== What the exercise asks ==
Reproduce the lines below exactly, starting at the one containing "Query: building window" and stopping at the final line.

== Source data ==
--------------------------------------------------
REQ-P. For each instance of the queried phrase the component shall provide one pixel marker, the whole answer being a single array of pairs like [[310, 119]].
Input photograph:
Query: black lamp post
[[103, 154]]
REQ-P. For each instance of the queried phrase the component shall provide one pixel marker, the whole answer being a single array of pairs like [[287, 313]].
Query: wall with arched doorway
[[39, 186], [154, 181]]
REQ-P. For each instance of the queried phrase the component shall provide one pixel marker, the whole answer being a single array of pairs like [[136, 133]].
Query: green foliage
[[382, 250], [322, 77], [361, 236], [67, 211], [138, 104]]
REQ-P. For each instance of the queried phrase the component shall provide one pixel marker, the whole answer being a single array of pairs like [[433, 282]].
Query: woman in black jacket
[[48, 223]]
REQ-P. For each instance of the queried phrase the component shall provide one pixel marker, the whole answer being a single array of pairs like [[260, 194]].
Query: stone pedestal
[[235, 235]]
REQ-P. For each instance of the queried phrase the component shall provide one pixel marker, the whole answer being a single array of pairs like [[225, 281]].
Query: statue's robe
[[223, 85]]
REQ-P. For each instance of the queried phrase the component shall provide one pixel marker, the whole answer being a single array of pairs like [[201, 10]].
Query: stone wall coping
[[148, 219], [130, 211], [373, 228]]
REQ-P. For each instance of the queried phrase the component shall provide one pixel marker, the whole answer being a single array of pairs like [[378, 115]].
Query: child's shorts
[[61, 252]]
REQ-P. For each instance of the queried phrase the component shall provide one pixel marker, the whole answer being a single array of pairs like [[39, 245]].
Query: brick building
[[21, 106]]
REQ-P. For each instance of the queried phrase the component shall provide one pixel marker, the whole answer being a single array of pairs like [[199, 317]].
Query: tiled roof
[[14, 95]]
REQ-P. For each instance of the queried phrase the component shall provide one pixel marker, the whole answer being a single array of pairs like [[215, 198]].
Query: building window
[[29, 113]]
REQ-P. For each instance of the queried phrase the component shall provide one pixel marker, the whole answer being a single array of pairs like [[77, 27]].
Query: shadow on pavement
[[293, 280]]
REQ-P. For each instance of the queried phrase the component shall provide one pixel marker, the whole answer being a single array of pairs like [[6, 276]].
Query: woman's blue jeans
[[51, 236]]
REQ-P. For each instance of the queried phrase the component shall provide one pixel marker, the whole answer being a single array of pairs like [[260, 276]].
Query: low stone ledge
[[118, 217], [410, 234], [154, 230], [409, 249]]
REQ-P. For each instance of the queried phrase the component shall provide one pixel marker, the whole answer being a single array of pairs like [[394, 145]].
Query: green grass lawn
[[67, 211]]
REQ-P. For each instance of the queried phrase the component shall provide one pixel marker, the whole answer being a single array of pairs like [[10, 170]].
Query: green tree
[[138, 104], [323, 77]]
--------------------------------------------------
== Written solution ==
Query: building window
[[29, 113]]
REQ-P. For each instance of the queried phrase the component shall provide one pixel marker, the whole answer being a single array of pairs like [[77, 27]].
Query: shadow on pavement
[[293, 280]]
REQ-P. For each instance of the queried phrase the component shall provide one pixel marker, the whole answer being a single array of pairs like [[6, 276]].
Query: woman's blue jeans
[[51, 236]]
REQ-P. For each instance of the queried phrase the component shall provide one pixel marker, the whole answer being a single array of pairs like [[260, 276]].
Query: low stone ledge
[[118, 217], [410, 234], [154, 230], [409, 249]]
REQ-P. For each instance of the queried phrase the component shall provide one pixel marker, the whole answer being a single array of pairs like [[394, 145]].
Query: green grass lawn
[[67, 211]]
REQ-P. For each instance of the queried phrase the component shall provide one pixel marker, the whole answer being a single array of pairs like [[10, 170]].
Query: green tree
[[138, 104], [323, 77]]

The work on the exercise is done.